Task 1 »
Reproduce the rows verbatim, beginning with the line that contains "Could you point to the bus windshield" and ending with the line that contains "point(136, 480)", with both of those lines included.

Article »
________________

[Port-solaris] Network availability during shutdown

Andrew Deason adeason@sinenomine.net
Wed, 9 Mar 2011 17:36:08 -0600


Hi,

Recently I've become aware that Solaris does not seem to like it when
OpenAFS tries to access the network during reboot/halt/poweroff. That
is, when the fs is unmounted during uadmin() -> kadmin() ->
vfs_unmountall() codepath, AFS kernel code cannot access the net.

Now, as of right now I don't think there are any releases of OpenAFS
that do try to hit the net on shutdown on Solaris (except prereleases),
but we will try to do that soon. The main reason for this being that we
want to notify fileservers that we are going away, so the don't try to
contact us.

When shutting down a Solaris box with a running a bleeding-edge
development version of OpenAFS with, say, 'reboot', I notice that it
takes quite a long time. The reason is that we are timing out on trying
to contact the fileservers. This could be a bug in OpenAFS's network
handling code, but I haven't seen anything like that yet.

So first of all, is it intentional that the network is not available at
this point in the shutdown process? I do not even see any errors given;
I can see that we are calling sosendmsg(), and it returns with no error
code, and no uio_resid. However, I have not been able to see any packets
on the wire that we're trying to send.

Assuming that's all intended and correct, is there any way for us to be
able to run something before the net is shut down? In the OpenSolaris
codebase, I see callbacks registered with the CB_CL_UADMIN_PRE_VFS class
are fired right before this, but I assume that is not helpful, since
that's right before the vfs_unmountall() call, so the net is probably
still not available then.

Assuming there is no way to do that, is there a good way to detect if
the network is available at this level? I can work around this by
preventing network access if the sys_shutdown global is nonzero, but I
don't know if that's the best way. I also assume that that is considered
not a public interface at all, since I can find no documentation on it.

Also, keep in mind this scenario I'm talking about is when someone turns
off or reboots the machine directly via reboot/halt/poweroff, and not
'shutdown'. So, it is not possible to prevent this via SMF/initscripts,
but it's also probably okay if whatever solution/workaround is
suboptimal compared to e.g. 'umount /afs'. I'd just like to avoid the
long delays, since if someone is running 'reboot', I'd expect they want
the machine to reboot quickly, even if it means some things shutting
down uncleanly.

-- 
Andrew Deason
adeason@sinenomine.net

________________

Position identification records:
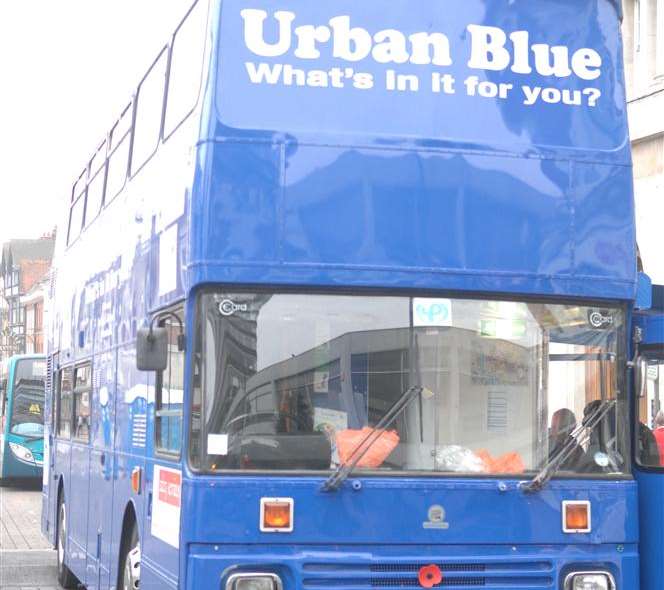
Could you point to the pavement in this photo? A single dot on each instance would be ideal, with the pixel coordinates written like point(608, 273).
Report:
point(27, 561)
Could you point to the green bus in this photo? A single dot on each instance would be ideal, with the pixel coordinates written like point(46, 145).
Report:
point(22, 381)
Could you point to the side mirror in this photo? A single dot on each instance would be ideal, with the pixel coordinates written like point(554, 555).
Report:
point(641, 376)
point(152, 349)
point(643, 292)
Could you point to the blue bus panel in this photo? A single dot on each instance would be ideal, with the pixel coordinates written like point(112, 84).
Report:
point(473, 153)
point(22, 418)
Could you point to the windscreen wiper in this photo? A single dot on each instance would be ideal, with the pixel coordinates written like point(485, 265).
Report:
point(334, 482)
point(549, 470)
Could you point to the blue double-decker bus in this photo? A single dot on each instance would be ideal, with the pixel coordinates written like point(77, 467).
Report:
point(344, 300)
point(649, 469)
point(22, 418)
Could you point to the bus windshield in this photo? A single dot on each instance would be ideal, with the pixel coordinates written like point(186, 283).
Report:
point(28, 406)
point(286, 381)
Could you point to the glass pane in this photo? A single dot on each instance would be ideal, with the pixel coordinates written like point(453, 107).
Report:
point(186, 66)
point(64, 416)
point(95, 196)
point(169, 410)
point(650, 439)
point(76, 218)
point(28, 408)
point(117, 169)
point(150, 102)
point(296, 381)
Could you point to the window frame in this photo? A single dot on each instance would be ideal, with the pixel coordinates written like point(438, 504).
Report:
point(198, 326)
point(165, 50)
point(160, 451)
point(101, 169)
point(643, 352)
point(80, 391)
point(113, 148)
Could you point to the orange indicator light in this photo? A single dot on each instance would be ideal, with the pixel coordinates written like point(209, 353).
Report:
point(276, 515)
point(576, 517)
point(430, 576)
point(136, 480)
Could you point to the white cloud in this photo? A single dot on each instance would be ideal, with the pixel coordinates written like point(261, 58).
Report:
point(67, 68)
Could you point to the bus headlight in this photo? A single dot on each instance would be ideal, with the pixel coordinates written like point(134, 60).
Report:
point(254, 582)
point(22, 453)
point(590, 581)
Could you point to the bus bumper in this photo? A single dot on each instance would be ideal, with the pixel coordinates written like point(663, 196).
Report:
point(365, 567)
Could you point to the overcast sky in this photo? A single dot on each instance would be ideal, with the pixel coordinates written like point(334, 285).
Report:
point(67, 67)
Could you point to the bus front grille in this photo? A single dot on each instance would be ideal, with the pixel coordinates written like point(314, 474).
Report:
point(501, 575)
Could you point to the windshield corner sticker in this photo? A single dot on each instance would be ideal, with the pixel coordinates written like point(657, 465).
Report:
point(217, 444)
point(287, 49)
point(600, 319)
point(431, 312)
point(227, 307)
point(436, 518)
point(166, 494)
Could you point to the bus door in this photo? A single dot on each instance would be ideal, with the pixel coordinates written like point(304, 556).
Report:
point(49, 492)
point(77, 502)
point(649, 468)
point(100, 518)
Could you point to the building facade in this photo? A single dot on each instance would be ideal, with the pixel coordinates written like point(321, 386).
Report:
point(24, 271)
point(643, 30)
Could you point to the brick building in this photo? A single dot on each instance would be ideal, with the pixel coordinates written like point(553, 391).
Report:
point(24, 270)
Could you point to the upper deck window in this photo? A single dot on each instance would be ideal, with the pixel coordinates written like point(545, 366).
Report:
point(118, 159)
point(97, 179)
point(149, 110)
point(292, 381)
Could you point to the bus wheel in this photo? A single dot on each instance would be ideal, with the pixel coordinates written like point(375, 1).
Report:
point(65, 577)
point(131, 569)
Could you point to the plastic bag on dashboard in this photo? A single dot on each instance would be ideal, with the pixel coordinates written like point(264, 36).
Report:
point(348, 440)
point(458, 459)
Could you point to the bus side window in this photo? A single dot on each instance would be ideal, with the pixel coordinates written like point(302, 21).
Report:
point(149, 110)
point(186, 66)
point(81, 398)
point(64, 403)
point(169, 394)
point(96, 182)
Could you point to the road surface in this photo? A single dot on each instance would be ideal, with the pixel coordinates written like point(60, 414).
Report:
point(27, 561)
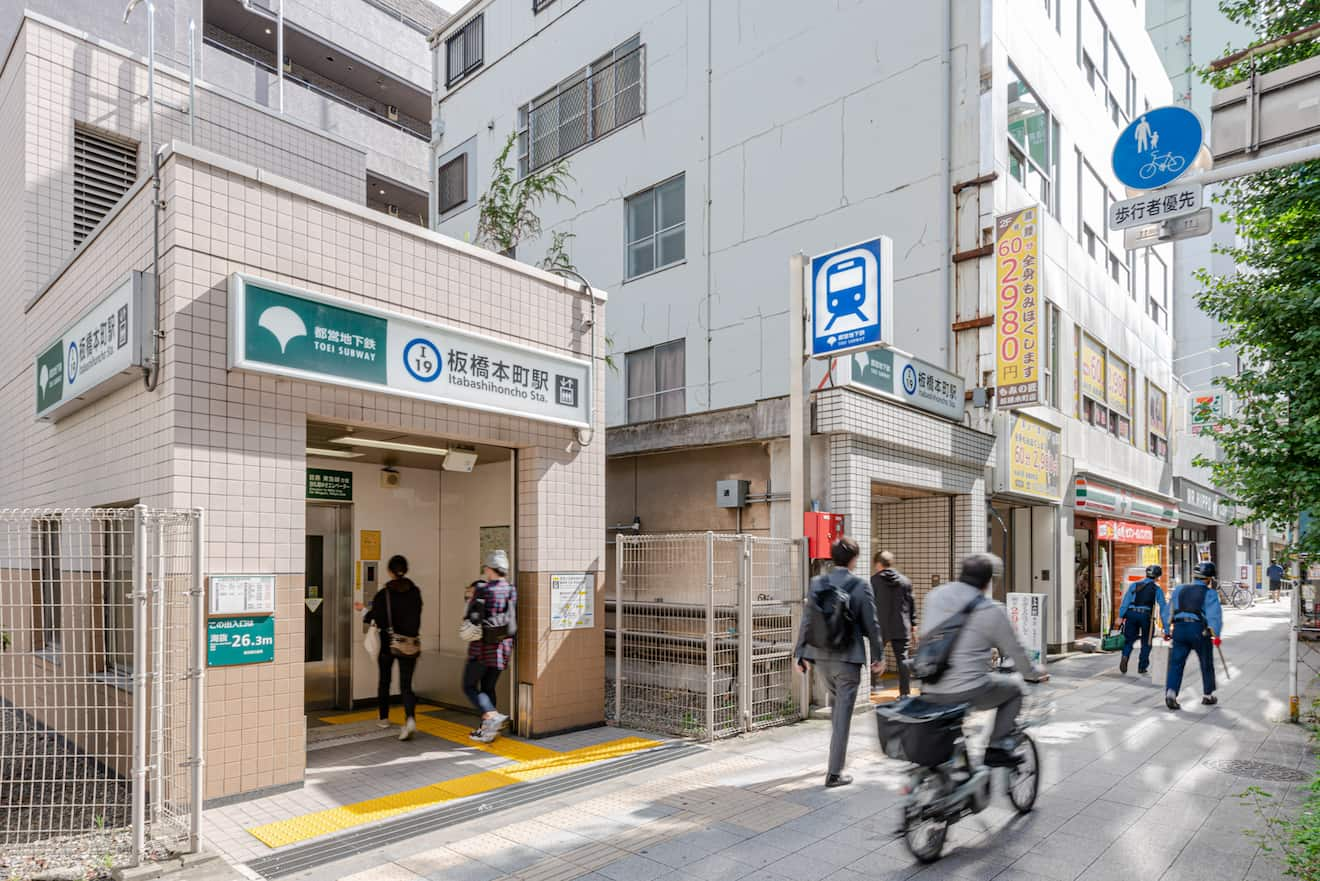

________________

Task 2 »
According to the post on network availability during shutdown, which global variable could be checked to prevent network access as a workaround?

Final result 1 »
Could you point to the bus windshield in this photo? A single dot on each instance would be ideal, with the pixel coordinates written like point(186, 283).
Report:
point(28, 406)
point(286, 381)
Could you point to the glass pane in this photo? A single dot on each instance would be ideal, with the pixel coordinates written like point(453, 107).
Report:
point(186, 66)
point(64, 416)
point(95, 196)
point(169, 410)
point(650, 439)
point(76, 218)
point(28, 408)
point(117, 169)
point(150, 102)
point(296, 381)
Could you point to the window frame in this photo? A single dot on each instance would be ideal, with the pixel coordinates written like point(438, 504).
Report:
point(198, 326)
point(165, 50)
point(160, 451)
point(101, 169)
point(643, 352)
point(80, 391)
point(113, 148)
Could you point to the orange indicator light in this photo? A single dot on each instance would be ideal, with the pixel coordinates written like point(209, 353).
Report:
point(276, 515)
point(576, 517)
point(430, 576)
point(136, 480)

Final result 2 »
sys_shutdown